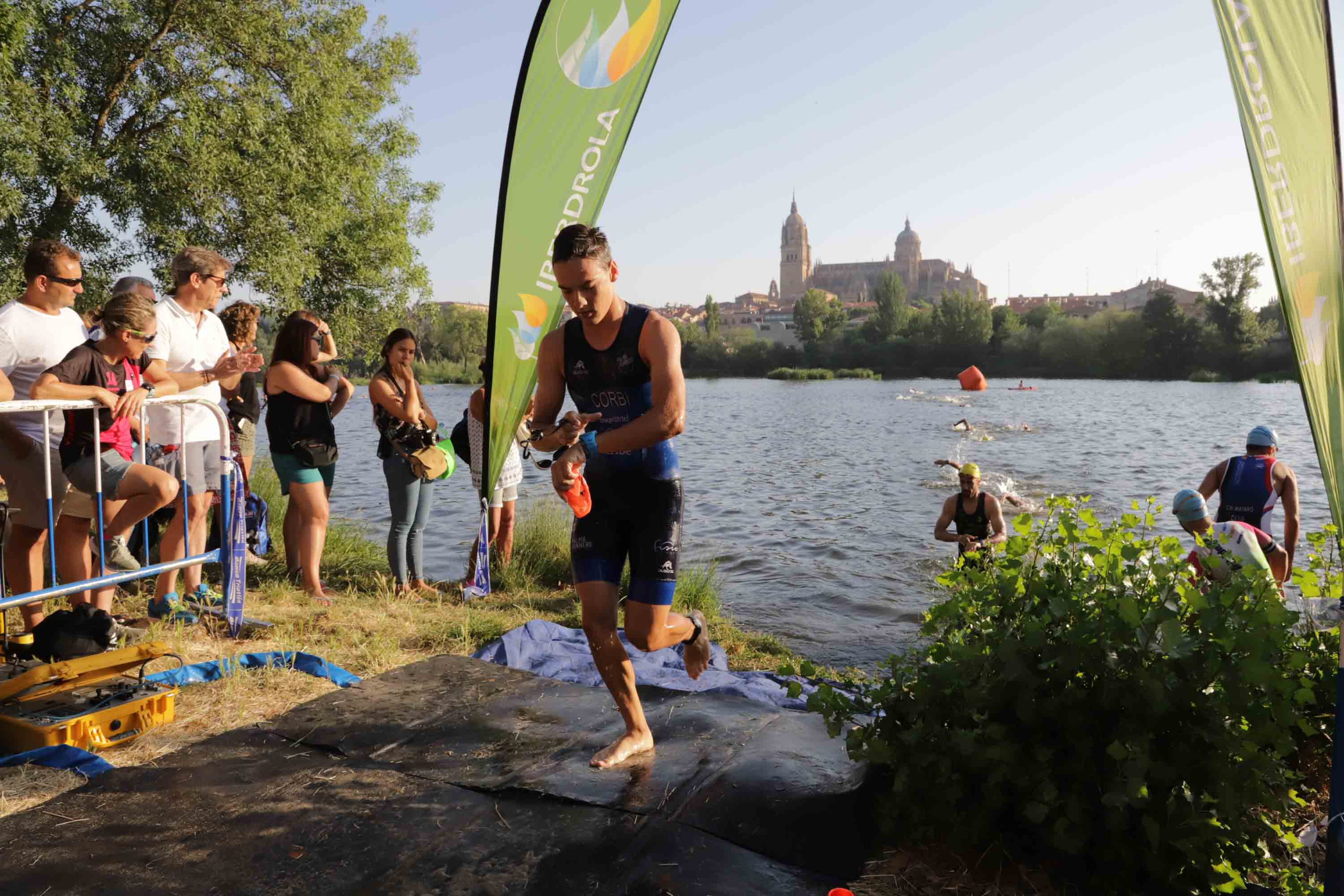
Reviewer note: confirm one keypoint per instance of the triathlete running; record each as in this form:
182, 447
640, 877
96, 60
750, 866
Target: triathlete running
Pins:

• [Given request] Render the records above as a numbered list with one line per item, skipping any blank lines. Leave the pictures out of your answer.

• [Response to the exercise]
1. Reviewer note: confirm one keypoint per instance of the triathlete running; record each as in this form:
2. 182, 447
3. 640, 877
4. 96, 60
5. 750, 866
6. Target: triathlete running
7. Pins:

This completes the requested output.